# Sphagnum as substrate?



## eplommer (Apr 23, 2011)

When enquiring at a local garden centre about fertilizer-free potting mixes, the staff person who was helping me, said that she used sphagnum moss (capped, of course) as the 'soil' in her home aquarium. She also stated that it lasted a long, long time before breaking down. Does anyone in this group have experience with using sphagnum in this way? What would the benefits of this be, if any? My intuition tells me that it would provide little in the way of nutrients, and would just be another source of rotting vegetative matter in one's aquarium.


----------



## jamesbarr (Feb 24, 2013)

hey, 
I have no personal experience with using sphagnum in my tanks. However I did just find this article from a person advocating its use in a breeding tank.

http://fish-etc.com/knowledge/sphagnum-moss-the-secret-to-successful-fish-breeding


----------



## Diana K (Dec 20, 2007)

I have used Canadian Sphagnum Peat Moss as a substrate in an aquarium. 

It does not break down. It lasts a long time.

- [Collected material]:
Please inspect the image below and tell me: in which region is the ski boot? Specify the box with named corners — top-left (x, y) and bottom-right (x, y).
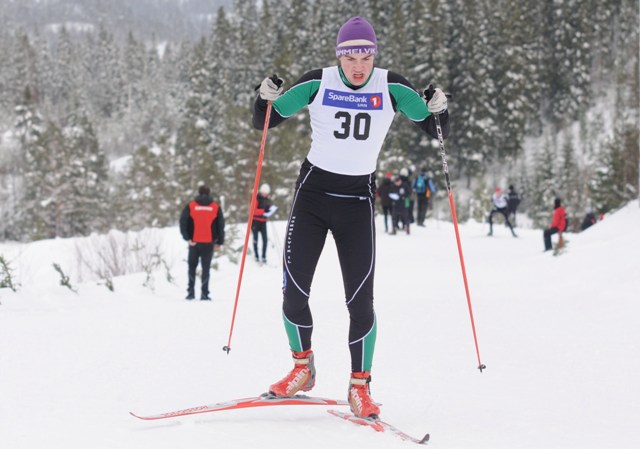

- [Problems to work on]:
**a.** Rewrite the passage of the sphagnum substrate thread that begins at the words "# Sphagnum as" and stops after "in one's aquarium.", replacing "aquarium" with "fish tank".
**b.** Please list the usernames of everyone who posted in the sphagnum substrate thread.

- [Results in order]:
**a.**
# Sphagnum as substrate?



## eplommer (Apr 23, 2011)

When enquiring at a local garden centre about fertilizer-free potting mixes, the staff person who was helping me, said that she used sphagnum moss (capped, of course) as the 'soil' in her home fish tank. She also stated that it lasted a long, long time before breaking down. Does anyone in this group have experience with using sphagnum in this way? What would the benefits of this be, if any? My intuition tells me that it would provide little in the way of nutrients, and would just be another source of rotting vegetative matter in one's fish tank.

**b.**
- eplommer
- jamesbarr
- Diana K